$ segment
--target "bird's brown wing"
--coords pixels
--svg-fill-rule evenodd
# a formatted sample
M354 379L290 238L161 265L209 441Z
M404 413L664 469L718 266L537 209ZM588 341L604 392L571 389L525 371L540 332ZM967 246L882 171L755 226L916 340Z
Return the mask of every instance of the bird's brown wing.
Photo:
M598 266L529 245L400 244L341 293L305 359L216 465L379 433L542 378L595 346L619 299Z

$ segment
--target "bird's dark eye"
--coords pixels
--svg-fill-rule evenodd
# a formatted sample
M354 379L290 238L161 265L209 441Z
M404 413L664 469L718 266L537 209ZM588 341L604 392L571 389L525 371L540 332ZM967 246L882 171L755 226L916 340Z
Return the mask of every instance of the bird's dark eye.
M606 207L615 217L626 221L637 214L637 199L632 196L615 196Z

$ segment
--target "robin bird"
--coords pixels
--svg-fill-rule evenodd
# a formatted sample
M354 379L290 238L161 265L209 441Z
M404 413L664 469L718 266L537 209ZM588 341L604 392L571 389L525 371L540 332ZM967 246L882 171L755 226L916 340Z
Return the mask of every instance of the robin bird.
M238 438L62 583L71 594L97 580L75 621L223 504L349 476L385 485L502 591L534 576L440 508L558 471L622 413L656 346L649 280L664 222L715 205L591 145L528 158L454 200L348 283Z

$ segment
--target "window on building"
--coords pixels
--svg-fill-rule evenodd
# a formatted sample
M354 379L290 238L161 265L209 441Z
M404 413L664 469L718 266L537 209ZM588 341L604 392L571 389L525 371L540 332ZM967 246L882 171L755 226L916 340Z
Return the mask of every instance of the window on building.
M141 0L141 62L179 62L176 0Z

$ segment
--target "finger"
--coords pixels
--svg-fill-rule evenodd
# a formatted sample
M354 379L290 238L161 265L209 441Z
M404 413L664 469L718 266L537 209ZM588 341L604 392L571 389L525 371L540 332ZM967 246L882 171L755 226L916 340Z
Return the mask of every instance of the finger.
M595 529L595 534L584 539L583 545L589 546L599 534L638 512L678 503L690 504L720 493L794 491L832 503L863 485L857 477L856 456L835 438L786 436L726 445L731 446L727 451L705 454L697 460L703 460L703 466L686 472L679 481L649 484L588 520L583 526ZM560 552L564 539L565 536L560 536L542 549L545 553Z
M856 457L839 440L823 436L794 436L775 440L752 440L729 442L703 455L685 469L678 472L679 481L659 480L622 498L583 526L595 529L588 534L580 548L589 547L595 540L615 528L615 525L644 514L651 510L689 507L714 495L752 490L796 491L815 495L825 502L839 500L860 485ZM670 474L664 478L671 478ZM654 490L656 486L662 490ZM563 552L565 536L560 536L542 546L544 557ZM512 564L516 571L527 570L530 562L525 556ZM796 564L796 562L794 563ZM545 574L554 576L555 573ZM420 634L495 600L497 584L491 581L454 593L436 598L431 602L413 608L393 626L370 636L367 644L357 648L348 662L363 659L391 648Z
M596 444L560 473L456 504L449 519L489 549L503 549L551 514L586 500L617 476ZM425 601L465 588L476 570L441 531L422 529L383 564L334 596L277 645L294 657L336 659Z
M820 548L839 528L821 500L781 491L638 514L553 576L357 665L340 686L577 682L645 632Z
-----
Reproduce everything from the start of the records down to and including the line that contains "M598 266L529 245L400", keeping each line unchanged.

$ segment
--target "bird's brown wing"
--coords pixels
--svg-fill-rule evenodd
# a formatted sample
M354 379L290 238L161 265L209 441Z
M404 413L664 469L718 266L537 209ZM588 341L604 392L571 389L525 371L540 332ZM967 246L882 171L755 226L916 340Z
Return the mask of every instance of the bird's brown wing.
Photo:
M598 266L529 245L400 244L341 293L305 359L216 465L379 433L542 378L595 346L619 299Z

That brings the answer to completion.